--- EXERCISE DATA ---

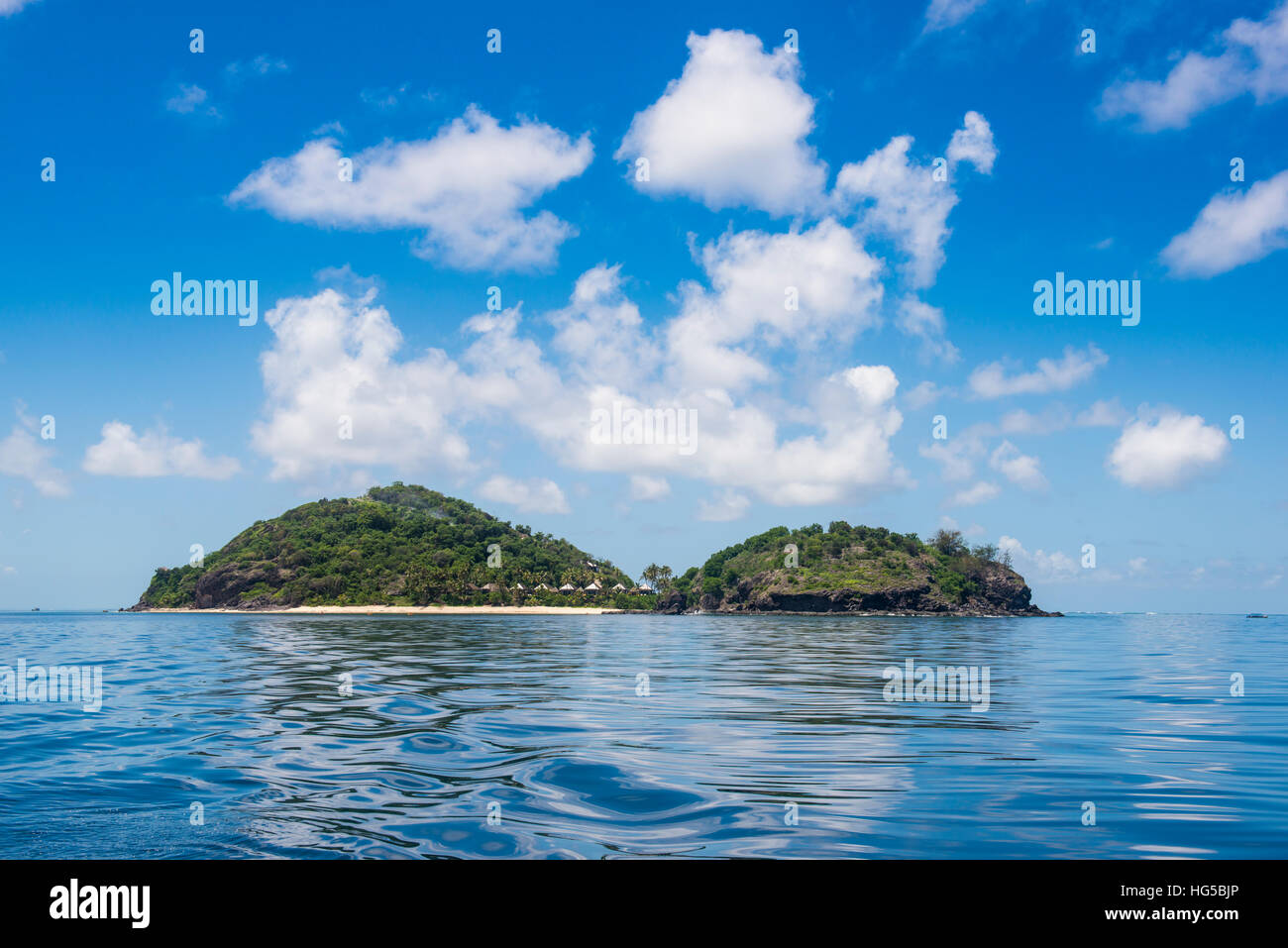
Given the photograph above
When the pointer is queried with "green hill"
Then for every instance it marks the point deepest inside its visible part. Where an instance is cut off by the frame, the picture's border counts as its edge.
(398, 545)
(849, 569)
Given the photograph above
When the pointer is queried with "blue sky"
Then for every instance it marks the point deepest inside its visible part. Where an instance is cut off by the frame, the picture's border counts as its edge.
(772, 170)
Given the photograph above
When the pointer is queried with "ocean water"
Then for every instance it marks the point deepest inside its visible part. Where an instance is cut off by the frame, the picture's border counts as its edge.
(537, 737)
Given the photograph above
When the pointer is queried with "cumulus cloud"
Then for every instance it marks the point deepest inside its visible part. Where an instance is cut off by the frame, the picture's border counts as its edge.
(1018, 468)
(338, 395)
(259, 65)
(730, 129)
(647, 488)
(926, 393)
(1050, 375)
(24, 455)
(901, 198)
(925, 322)
(1166, 449)
(755, 278)
(1234, 228)
(188, 99)
(336, 357)
(121, 453)
(728, 505)
(1252, 58)
(467, 188)
(973, 143)
(9, 7)
(532, 496)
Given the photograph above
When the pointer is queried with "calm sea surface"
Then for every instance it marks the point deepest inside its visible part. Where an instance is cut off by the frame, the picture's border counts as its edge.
(750, 737)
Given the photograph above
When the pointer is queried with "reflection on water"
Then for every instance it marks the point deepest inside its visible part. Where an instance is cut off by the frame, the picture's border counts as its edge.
(750, 736)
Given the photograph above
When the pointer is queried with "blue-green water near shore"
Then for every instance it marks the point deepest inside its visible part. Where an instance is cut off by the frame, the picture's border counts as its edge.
(536, 736)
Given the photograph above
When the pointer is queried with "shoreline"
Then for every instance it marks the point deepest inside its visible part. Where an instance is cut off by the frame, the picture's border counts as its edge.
(397, 610)
(565, 610)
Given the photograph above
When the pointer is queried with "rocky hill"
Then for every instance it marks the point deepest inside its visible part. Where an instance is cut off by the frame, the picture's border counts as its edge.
(398, 545)
(858, 570)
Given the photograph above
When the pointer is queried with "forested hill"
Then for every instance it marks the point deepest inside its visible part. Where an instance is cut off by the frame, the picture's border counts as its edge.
(848, 569)
(398, 545)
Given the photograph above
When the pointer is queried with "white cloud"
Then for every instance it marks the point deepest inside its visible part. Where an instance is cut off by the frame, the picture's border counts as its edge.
(1074, 368)
(1019, 469)
(728, 505)
(647, 488)
(925, 322)
(944, 13)
(121, 453)
(531, 496)
(1233, 230)
(903, 201)
(978, 492)
(956, 458)
(333, 359)
(189, 98)
(1164, 449)
(1253, 58)
(335, 356)
(730, 129)
(467, 188)
(752, 275)
(973, 143)
(24, 455)
(926, 393)
(1103, 414)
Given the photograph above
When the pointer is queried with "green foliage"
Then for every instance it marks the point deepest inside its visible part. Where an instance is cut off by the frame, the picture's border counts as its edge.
(848, 557)
(398, 545)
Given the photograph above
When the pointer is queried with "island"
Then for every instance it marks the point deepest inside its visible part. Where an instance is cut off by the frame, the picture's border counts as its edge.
(410, 549)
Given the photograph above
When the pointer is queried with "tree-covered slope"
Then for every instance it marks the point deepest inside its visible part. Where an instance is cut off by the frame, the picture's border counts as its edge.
(849, 569)
(398, 545)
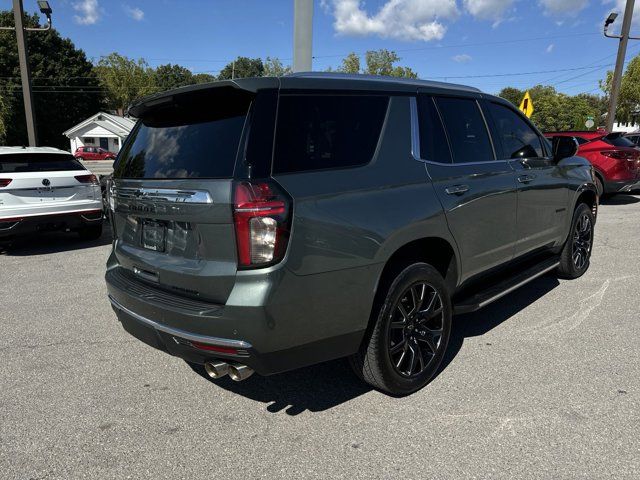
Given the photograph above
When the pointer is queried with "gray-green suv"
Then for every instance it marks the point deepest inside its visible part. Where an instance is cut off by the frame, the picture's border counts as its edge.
(268, 224)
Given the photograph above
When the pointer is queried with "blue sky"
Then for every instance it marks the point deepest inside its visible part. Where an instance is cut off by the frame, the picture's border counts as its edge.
(484, 43)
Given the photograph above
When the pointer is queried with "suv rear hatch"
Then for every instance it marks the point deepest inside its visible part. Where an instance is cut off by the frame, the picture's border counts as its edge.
(172, 189)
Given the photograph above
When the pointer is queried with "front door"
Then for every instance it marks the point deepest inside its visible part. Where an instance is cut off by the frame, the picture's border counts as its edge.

---

◆ **TASK BRIEF**: Transcribe the preceding listing in its entirety and with exact wording, leaving out pictures.

◆ **ANSWER BELOW**:
Given the photograph above
When the pointer is queried with "green hill"
Then for every instance it marks the point deepest inside its visible part. Where an instance is cut off by the frame, the picture's border counts as its edge.
(398, 545)
(849, 569)
Given the photograph above
When the pointer is queried with "blue sky"
Then for every instance it marks the point deepest inside its visible part. Where an instance is cut off by the frame, the picture's border counts as its edge.
(772, 170)
Given the photograph above
When the pointer is queried with "ocean water"
Then for every instance it marks the point deepest inside its visible part. Where an instance is cut off by the frame, the picture's border counts as its edge.
(537, 737)
Given the photograph above
When the pointer is queried with "cumulus cloud"
Then for every instance it marks the point deepest inside its visible part. Where an instance is cut off by the frame, the picture's border counts as its edge.
(1018, 468)
(338, 395)
(259, 65)
(730, 129)
(647, 488)
(926, 393)
(1050, 375)
(24, 455)
(901, 198)
(925, 322)
(1166, 449)
(755, 278)
(1234, 228)
(188, 99)
(336, 357)
(121, 453)
(728, 505)
(1252, 58)
(467, 188)
(973, 143)
(9, 7)
(532, 496)
Given the photograph above
When the pointer is queried with "calm sea surface"
Then for every instance it marks the point deepest inside its visible part. Where an instance is cut off by the frame, the picture's border counts as its edge.
(750, 737)
Given the photograph above
When the pointer is queried with "reflection on water"
Then for every instance it marks the point deepest inside its visible part. Where an instance is cut off by the frame, the picture's border counts as its edge.
(750, 736)
Given the photograph above
When the pointer is queried with "blue-green water near shore"
Then for every instance it marks the point deepest inside its visible part. Where an instance is cut off by the frame, the picture's border counts as its edge.
(536, 736)
Given the photograph above
When the pointer is queried with "shoreline"
Then for every instance it marks the point deepest inside its visible part. Where an instance is cut off by the frame, the picture's border counts as its edge.
(397, 610)
(565, 610)
Given the photograph above
When the pointer is queried with "rocky hill"
Then for every instance it marks the point deepest inside its visible part. Where an instance is cut off by the frame, the picture's border counts as its edge.
(398, 545)
(858, 570)
Given the photograph above
When the pointer is queried with "forested hill"
Then for every instance it marks the point deepest inside its visible part. Where an instance is cut off by the frame, the picture's border counts as its edge.
(848, 569)
(398, 545)
Given the photograph above
When the pointer is queried with "white cloud"
Then for every instance it marks the point deepest inside its visible part. Where an instance is cut off by the frame, the picture's border counts as its edge.
(1074, 368)
(1019, 469)
(728, 505)
(647, 488)
(925, 322)
(944, 13)
(121, 453)
(531, 496)
(1233, 230)
(903, 201)
(978, 492)
(956, 458)
(333, 359)
(189, 98)
(1164, 449)
(1253, 58)
(335, 356)
(730, 129)
(467, 188)
(752, 275)
(973, 143)
(24, 455)
(926, 393)
(1103, 414)
Given the photograph above
When the pointer is queried with "green foliage"
Then for every instance it marks the point deepest inside its visible part. Where an instance is cut off by the frame, the picture's border counts as its edge.
(848, 557)
(398, 545)
Given the photograph above
When the pointer is queried with "island"
Then for every instance it marks the point deepest inside its visible part. Where an instance is cut off by the frame, the picture's border counts as its edge.
(410, 549)
Given the photograph above
When the pointer is queried with "tree-covered slope"
Then for every instance it marks the point deepest inside its visible part. Where an instance is cut off by the frame, the picture's border counts as its edge.
(849, 569)
(398, 545)
Given the photograph above
When the pointer is queried with "gray-green suv"
Then for every instance it marks the point deepest inside its visible part. Where an instance is cut off by the frame, the picture's border counts as its edge.
(268, 224)
Given the photograph above
When the pointer is queried with "blue sky"
Then for every instance it marks the point deepest inside its visible part. Where an instance is cut off by the frame, the picture's border counts as its edge.
(484, 43)
Given the photograph above
When the pointer is queried with "suv rear hatch"
Then for every instance it marks the point deepest inside its visible part. Where an instance is cut off by the frame, the picture's border counts as its edge.
(172, 189)
Given the photograph above
When the pointer is queried with "front door"
Then for every instance it marks the point deepest inside its visible part. Where an instance is cut off by the frame, the picture's border counts as its edge.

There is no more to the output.